● Set task
Copy every line of the material below word for word, with nothing changed, added, or left out.

● Data records

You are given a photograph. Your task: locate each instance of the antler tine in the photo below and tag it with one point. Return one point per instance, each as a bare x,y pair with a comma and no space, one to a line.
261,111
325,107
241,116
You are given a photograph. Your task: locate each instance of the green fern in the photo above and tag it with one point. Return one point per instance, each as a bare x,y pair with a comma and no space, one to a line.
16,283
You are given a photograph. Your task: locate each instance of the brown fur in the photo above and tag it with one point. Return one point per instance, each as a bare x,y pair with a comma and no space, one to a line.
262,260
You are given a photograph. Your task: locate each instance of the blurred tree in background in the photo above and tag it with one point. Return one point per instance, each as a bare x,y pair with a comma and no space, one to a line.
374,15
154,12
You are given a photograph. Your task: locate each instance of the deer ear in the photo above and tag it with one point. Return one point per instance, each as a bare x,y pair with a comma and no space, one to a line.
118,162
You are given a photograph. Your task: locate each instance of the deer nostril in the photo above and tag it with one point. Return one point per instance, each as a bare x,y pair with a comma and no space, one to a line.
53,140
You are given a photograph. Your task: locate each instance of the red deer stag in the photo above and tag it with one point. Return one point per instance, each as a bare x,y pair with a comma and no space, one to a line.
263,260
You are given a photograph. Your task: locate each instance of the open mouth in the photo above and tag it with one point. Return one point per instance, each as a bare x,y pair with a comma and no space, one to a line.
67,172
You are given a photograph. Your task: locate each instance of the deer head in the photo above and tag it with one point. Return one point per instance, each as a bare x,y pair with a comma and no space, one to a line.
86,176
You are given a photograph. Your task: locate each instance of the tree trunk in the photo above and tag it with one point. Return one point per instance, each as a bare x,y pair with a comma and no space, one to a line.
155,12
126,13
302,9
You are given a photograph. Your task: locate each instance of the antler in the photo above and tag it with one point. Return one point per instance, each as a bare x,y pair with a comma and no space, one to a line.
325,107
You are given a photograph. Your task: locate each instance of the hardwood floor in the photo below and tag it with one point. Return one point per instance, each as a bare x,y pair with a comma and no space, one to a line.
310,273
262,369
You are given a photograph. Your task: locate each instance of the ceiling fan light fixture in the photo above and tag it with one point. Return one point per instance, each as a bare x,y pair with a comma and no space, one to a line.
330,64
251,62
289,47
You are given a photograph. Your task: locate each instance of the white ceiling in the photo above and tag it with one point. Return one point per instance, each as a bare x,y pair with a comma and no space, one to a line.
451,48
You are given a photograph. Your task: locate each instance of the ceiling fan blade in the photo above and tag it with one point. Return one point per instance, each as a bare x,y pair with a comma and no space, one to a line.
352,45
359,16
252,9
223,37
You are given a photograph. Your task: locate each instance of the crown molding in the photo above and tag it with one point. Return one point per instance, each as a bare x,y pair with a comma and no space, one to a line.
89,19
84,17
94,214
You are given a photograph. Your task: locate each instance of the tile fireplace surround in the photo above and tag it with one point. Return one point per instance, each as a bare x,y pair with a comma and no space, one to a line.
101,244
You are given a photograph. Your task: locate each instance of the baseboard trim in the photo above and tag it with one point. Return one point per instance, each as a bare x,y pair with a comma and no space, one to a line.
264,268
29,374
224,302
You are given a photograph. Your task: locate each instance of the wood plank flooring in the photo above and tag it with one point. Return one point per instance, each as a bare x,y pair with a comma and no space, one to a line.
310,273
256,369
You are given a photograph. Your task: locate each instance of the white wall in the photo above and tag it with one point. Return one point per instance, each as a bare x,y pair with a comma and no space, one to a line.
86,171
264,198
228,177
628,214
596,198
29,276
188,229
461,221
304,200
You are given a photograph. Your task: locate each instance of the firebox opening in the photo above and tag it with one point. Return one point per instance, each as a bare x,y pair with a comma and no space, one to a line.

● Written response
You are given a photograph. Your task: locate each instance of the antler tine in the photo below and tag it with one point. Return one point per instance, each as a bare x,y pair with a comma and no space, one to a line.
261,111
325,107
241,116
You are given a photograph. Your task: locate each instance of the green fern in the photo above and tag it with one point. Return one point per instance, each as a bare x,y pair with a comma and no space, one to a line.
16,283
You are given a photograph. Your task: locate each instance of the brown fur in the photo above and tag it with one point. Return one point per instance, each as a bare x,y pair with a comma and no space, one to a line.
262,260
You are given a photograph. Your task: locate each instance of the blurred tree in background in the photo above and tag it with one point. Return one point per instance, each as a bare x,y pair with a comma and no space, one to a line.
374,15
154,12
You are given a photograph. Your task: locate each instance of the deer ear in the photo above and tag it with one point. Return one point per instance, each as a bare x,y pair with a comma and no space, one to a line.
118,162
You are given a photograph. Your task: locate each instance of the deer nostril in the photo above and tag it with one point. Return one point per instance, each as a bare x,y pair with a comma and no space, one to a line.
53,140
You are given a photograph. Your task: locate each instance of the red deer stag in the photo above and tag it with one point. Return one point per instance, each as a bare x,y pair with a comma and no space, one to a line.
263,260
You are given a photograph. Your task: locate each instance of the open mouth in the photo above and tag it with one point. Return one point per instance, each as a bare x,y pair with a comma and no space, one to a line.
67,172
You are given a photograph. Your task: locate each instance of the deer head in the photo above and tag it with one point. Return one point per instance, each as a bare x,y pair with a comma and no space, one to a line.
86,176
You are given a photograph. Your task: locate each instance of the tree trunk in the photo above and tag it with one point. Return one point per instance, each as a bare x,y pair with a comma and no space, one to a line.
155,12
126,13
302,9
You are given a photograph. Your task: locate each instance of the antler in the photo above and tag it with one point. Return one point per instance, each as a bare x,y pair with a comma and no space, one to a line.
325,107
You are given a photograph. Your task: locate each instance of the hardwood floor in the photo below and tag it with one point. Return one point per instance, each as a bare x,y pair with a comma and no space, one to a line.
310,273
262,369
You are given a photograph. Your task: locate each instance of the ceiling fan light fixture in the photo above and tag it with one point. Return one point per instance, each as a bare x,y pair with a comma and no space, one to a line.
330,64
251,62
289,47
You are given a photograph. Your task: locate each instance of the white ceiling in the photo above and tag it with one point. Return one point per instance, each as a bare x,y pair with a comma and no space, one to a line.
451,48
You are given a photograph. Your task: locate each instance of the ceiling fan blade in the photo above and tag it with one point. Return one point per instance, each as a bare x,y pair with a comma and no space, one to a line.
352,45
359,16
252,9
223,37
You are given a photograph. Your task: locate each instance of the crown molding in the photo above and tag it with one point. Return one point per instance, each as a bare x,y pair with a comma and no space, one to a line.
89,19
84,17
94,214
You are given a photograph. Your task: locate each instance of the tile fireplace surround in the photo above and tag it with one point. Return one point per instance, each as a bare x,y pair with a comma and no space, one to a line.
101,244
You are given a photograph. Your task: locate each instance of the baseboard trim in the photo above and tag it with one point. Return one point per instance, each as a bare x,y pair with a comma and no space, one to a line.
264,268
29,374
224,302
You are given a photograph. Your task: locate each instance of the wood plank flooring in the photo above and tag it with one point. Return one point per instance, each as a bare x,y pair with a comma and no space, one to a line.
310,273
256,369
You are given a photograph. Your task: locate each instance of the white wall in the photo above and tag it with one point. Return one point per instance, each as a bare x,y pair with a comma and no space, one to a line.
86,171
264,198
228,177
628,214
596,198
29,276
188,229
461,221
304,200
You are given a photograph. Your task: locate each instance of the firebox opening in the photo above and tag it with one point. Return one point per instance, each as a bare x,y pair with a comma and no space, one to a line.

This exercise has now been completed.